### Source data
Begin

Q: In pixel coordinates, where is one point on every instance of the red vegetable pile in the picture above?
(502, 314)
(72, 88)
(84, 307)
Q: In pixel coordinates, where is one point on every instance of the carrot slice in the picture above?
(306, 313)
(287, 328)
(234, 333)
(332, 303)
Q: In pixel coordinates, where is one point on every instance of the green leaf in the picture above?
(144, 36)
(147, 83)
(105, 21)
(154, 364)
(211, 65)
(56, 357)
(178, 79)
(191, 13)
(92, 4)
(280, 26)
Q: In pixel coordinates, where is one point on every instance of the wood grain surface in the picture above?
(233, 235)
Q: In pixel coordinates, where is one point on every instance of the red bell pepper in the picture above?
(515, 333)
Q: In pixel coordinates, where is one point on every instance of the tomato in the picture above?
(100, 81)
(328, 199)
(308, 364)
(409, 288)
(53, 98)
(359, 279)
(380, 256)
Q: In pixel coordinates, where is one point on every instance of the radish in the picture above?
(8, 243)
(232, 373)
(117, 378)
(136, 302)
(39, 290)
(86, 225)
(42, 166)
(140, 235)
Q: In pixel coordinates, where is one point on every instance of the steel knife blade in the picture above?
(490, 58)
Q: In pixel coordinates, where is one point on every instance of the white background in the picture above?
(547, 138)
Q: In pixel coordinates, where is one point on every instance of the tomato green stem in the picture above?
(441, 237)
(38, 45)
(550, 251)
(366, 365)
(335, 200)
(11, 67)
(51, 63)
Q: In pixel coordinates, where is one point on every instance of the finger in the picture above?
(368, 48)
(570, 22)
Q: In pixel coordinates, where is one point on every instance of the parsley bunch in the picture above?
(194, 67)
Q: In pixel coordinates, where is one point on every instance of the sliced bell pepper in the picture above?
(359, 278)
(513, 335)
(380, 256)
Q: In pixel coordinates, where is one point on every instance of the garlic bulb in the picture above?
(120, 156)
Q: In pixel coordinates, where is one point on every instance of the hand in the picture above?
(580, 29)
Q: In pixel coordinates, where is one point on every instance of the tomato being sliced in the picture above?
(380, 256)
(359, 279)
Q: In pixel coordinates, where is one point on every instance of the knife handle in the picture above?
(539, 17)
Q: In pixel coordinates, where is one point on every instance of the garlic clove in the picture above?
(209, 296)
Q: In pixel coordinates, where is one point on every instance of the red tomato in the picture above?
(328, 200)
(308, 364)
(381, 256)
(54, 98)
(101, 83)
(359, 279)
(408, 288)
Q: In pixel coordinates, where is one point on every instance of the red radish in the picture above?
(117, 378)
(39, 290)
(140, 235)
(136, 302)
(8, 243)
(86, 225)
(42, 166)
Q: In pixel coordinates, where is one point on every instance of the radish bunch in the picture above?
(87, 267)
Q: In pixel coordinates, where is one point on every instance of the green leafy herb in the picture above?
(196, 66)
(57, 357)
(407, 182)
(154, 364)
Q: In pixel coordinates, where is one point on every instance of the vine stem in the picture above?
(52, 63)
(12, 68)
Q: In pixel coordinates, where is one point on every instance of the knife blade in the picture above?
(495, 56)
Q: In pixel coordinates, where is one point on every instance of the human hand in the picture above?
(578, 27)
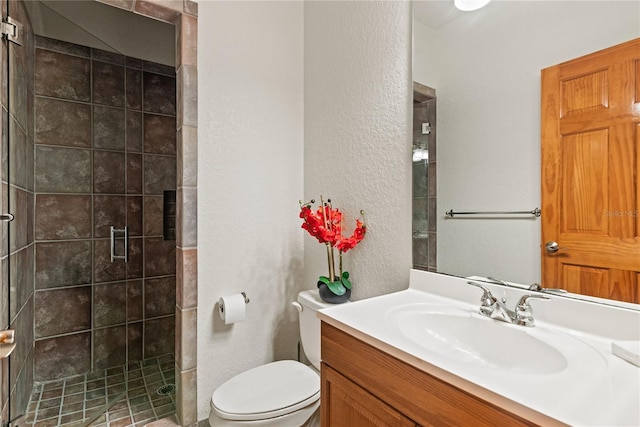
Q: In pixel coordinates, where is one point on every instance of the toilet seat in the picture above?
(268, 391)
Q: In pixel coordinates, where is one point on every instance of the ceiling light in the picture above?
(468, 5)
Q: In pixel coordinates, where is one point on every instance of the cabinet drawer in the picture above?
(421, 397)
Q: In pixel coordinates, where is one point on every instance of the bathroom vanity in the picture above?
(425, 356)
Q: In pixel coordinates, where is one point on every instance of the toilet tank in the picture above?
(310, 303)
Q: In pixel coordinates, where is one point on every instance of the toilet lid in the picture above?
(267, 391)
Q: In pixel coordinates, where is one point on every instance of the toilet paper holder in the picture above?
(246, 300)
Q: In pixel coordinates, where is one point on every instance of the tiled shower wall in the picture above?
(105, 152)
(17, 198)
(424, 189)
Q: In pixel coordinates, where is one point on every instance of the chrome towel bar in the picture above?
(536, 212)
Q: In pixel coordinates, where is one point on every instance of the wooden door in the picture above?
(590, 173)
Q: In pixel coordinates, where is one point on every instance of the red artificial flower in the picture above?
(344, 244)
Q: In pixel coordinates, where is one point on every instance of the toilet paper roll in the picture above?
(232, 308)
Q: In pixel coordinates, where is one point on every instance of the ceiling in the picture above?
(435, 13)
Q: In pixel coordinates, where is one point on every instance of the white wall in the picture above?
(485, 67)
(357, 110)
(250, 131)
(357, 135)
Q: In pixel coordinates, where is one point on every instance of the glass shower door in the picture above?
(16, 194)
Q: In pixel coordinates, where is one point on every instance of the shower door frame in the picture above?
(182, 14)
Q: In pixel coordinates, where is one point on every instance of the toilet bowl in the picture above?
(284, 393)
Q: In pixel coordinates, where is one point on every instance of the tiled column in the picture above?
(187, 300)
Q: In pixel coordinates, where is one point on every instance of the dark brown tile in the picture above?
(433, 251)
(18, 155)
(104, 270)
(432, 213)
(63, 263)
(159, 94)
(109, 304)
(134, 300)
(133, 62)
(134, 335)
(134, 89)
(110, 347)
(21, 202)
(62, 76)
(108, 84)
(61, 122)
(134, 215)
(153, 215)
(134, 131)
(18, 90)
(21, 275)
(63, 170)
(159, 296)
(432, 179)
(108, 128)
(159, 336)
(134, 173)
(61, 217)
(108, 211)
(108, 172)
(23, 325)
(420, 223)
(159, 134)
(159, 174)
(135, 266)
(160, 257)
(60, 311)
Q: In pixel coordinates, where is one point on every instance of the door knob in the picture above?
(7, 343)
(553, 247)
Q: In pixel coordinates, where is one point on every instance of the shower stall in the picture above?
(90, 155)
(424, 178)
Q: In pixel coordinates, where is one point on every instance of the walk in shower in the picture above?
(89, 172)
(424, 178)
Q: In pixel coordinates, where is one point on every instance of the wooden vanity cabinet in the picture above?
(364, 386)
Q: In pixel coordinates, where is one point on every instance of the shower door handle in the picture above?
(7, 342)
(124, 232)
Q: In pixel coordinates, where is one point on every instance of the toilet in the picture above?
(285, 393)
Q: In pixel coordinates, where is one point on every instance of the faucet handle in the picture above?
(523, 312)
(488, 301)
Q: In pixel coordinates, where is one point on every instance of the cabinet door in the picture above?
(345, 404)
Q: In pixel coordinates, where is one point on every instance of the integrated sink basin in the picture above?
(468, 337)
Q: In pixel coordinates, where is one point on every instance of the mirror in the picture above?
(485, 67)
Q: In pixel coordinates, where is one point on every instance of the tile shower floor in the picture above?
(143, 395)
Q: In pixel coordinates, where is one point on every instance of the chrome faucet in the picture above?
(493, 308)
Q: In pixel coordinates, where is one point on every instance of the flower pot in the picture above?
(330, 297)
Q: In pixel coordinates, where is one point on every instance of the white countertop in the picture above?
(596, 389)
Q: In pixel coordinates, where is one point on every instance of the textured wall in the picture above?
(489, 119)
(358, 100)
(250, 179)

End

Reproduce every line above word for word, without the pictures.

Q: In pixel coordinates, where is one point on every instance of the red vegetable pile in the picture above?
(502, 314)
(72, 88)
(84, 307)
Q: In pixel coordinates, where is one point on every instance of the carrot slice in the picture above?
(306, 313)
(287, 328)
(234, 333)
(332, 303)
Q: In pixel coordinates, where is one point on every instance of the green leaf in the picture above?
(144, 36)
(147, 83)
(105, 21)
(154, 364)
(211, 65)
(56, 357)
(178, 79)
(191, 13)
(92, 4)
(280, 26)
Q: In pixel coordinates, where is one point on every instance of the wood grain surface in the picture above?
(233, 235)
Q: In pixel coordinates, where is one point on every instance of the red bell pepper in the picture above?
(515, 333)
Q: In pixel coordinates, where is one point on every instance of the tomato in the picture above?
(100, 81)
(328, 199)
(308, 364)
(409, 288)
(53, 98)
(359, 279)
(380, 256)
Q: In pixel coordinates, where is one point on every instance of the radish in the picture above?
(8, 243)
(232, 373)
(117, 378)
(136, 302)
(39, 290)
(86, 225)
(42, 166)
(140, 235)
Q: In pixel coordinates, where is one point on every instance of the steel knife blade in the picture above?
(490, 58)
Q: In pixel coordinates, where is one point on every instance of the white background in the picture above?
(547, 138)
Q: In pixel coordinates, where is one point on every instance of the tomato green stem in the picture above?
(441, 237)
(38, 45)
(550, 251)
(366, 365)
(335, 200)
(11, 67)
(51, 63)
Q: In pixel coordinates, where is one point on every instance of the finger in the picture above?
(368, 48)
(570, 22)
Q: In pixel coordinates, where is one point on every instance of the parsley bunch in the picture above?
(194, 67)
Q: In pixel coordinates, where is one point on every instance of the sliced bell pepper in the picture above?
(359, 278)
(513, 335)
(380, 256)
Q: In pixel coordinates, where is one point on every instance of the garlic bulb in the picture above?
(120, 156)
Q: In pixel coordinates, where is one point on every instance of the hand in the picture above?
(580, 29)
Q: In pixel coordinates, where is one point on every instance of the tomato being sliced in the picture above?
(380, 256)
(359, 279)
Q: In pixel coordinates, where is one point on every instance of the knife handle in the picture above?
(539, 17)
Q: In pixel coordinates, where is one point on every instance of the garlic clove in the picture above?
(209, 296)
Q: In pixel coordinates, where is one point on every instance of the red tomato in the picture above?
(328, 200)
(308, 364)
(381, 256)
(54, 98)
(101, 83)
(359, 279)
(408, 288)
Q: In pixel coordinates, where is one point on every instance of the red radish in the picture above?
(117, 378)
(39, 290)
(140, 235)
(136, 302)
(8, 243)
(86, 225)
(42, 166)
Q: In pixel coordinates, where is one point on every instance of the radish bunch in the picture above?
(87, 267)
Q: In pixel coordinates, where is one point on every instance of the green leafy herb in the picture above?
(196, 66)
(57, 357)
(407, 182)
(154, 364)
Q: In pixel coordinates, where is one point on every instance of the vine stem in the picture above?
(52, 63)
(12, 68)
Q: In pixel coordinates, where is one point on every instance of the knife blade in the picture above?
(495, 56)
Q: In pixel coordinates, where is one point on every instance of the human hand in the picture above?
(578, 27)
Q: In pixel coordinates, where is one point on every instance of the toilet seat in the picture above?
(268, 391)
Q: In pixel coordinates, where is one point on every instance of the ceiling light in the picture above?
(468, 5)
Q: In pixel coordinates, where is one point on every instance of the cabinet drawer in the picture above?
(421, 397)
Q: In pixel coordinates, where is one point on every instance of the bathroom vanity in the picture above?
(425, 356)
Q: In pixel coordinates, where is one point on every instance of the toilet tank in the picture above?
(310, 303)
Q: In pixel coordinates, where is one point on every instance of the toilet lid in the picture above?
(267, 391)
Q: In pixel coordinates, where is one point on every instance of the toilet paper holder in the picture above?
(246, 300)
Q: In pixel coordinates, where is one point on every instance of the tiled shower wall in the picture above?
(105, 152)
(17, 198)
(424, 189)
Q: In pixel coordinates, where is one point on every instance of the chrome towel bar in the picture above?
(536, 212)
Q: In pixel coordinates, where is one point on every instance of the wooden door in the picture above?
(590, 173)
Q: In pixel coordinates, where is one point on every instance of the red artificial flower in the picture above?
(344, 244)
Q: In pixel coordinates, where is one point on every instance of the toilet paper roll in the picture above?
(232, 308)
Q: In pixel coordinates, where is one point on every instance of the ceiling in the picture above?
(435, 13)
Q: In pixel coordinates, where is one point on every instance of the white wall in the picture above?
(485, 67)
(357, 110)
(250, 131)
(357, 135)
Q: In pixel coordinates, where is one point on every instance of the glass shower door in the picture above?
(16, 194)
Q: In pixel coordinates, where is one point on every instance of the shower door frame in the picture above?
(182, 14)
Q: In pixel coordinates, where is one point on every instance of the toilet bowl in the picture above?
(284, 393)
Q: In pixel coordinates, where is one point on every instance of the tiled column in the picture above?
(187, 300)
Q: In pixel coordinates, where is one point on every instance of the dark brown tile in the picture above?
(433, 251)
(18, 155)
(104, 270)
(432, 213)
(63, 263)
(159, 94)
(109, 304)
(134, 300)
(133, 62)
(134, 335)
(134, 89)
(110, 347)
(21, 202)
(62, 76)
(108, 84)
(61, 122)
(134, 215)
(153, 215)
(134, 131)
(18, 90)
(21, 275)
(63, 170)
(159, 296)
(432, 179)
(108, 128)
(159, 336)
(134, 173)
(61, 217)
(108, 211)
(108, 172)
(23, 325)
(420, 223)
(159, 134)
(159, 174)
(135, 266)
(160, 257)
(60, 311)
Q: In pixel coordinates, where is one point on every instance of the door knob in the picture above?
(7, 343)
(553, 247)
Q: In pixel coordinates, where is one point on every instance of the shower stall in the picture above?
(90, 155)
(424, 178)
Q: In pixel coordinates, where is one point on every instance of the walk in shower in the picture above?
(89, 172)
(424, 178)
Q: In pixel coordinates, where is one point on every instance of the wooden vanity cabinet in the picture above?
(364, 386)
Q: In pixel coordinates, where is one point on every instance of the shower door handle in the picture above?
(7, 342)
(124, 232)
Q: In pixel coordinates, where is one point on every instance of the toilet in the picture above?
(285, 393)
Q: In pixel coordinates, where is one point on every instance of the faucet handle in the picture above?
(523, 312)
(488, 301)
Q: In pixel coordinates, where is one point on every instance of the cabinet door in the picture above?
(345, 404)
Q: In pixel coordinates, where is one point on every instance of the integrated sink basin in the picture above?
(468, 337)
Q: In pixel coordinates, where is one point on every instance of the mirror in the picture above?
(485, 67)
Q: In pixel coordinates, where is one point on every instance of the tile shower floor in the picture above?
(143, 395)
Q: In pixel coordinates, where is one point on every instance of the chrome faucet in the picture above?
(493, 308)
Q: In pixel coordinates, where is one point on every instance of the flower pot in the picture above?
(330, 297)
Q: In pixel coordinates, where is one point on every instance of the white countertop in the picture above?
(596, 389)
Q: In pixel coordinates, where is one point on every instance of the textured wall in the picture above?
(489, 119)
(358, 100)
(250, 179)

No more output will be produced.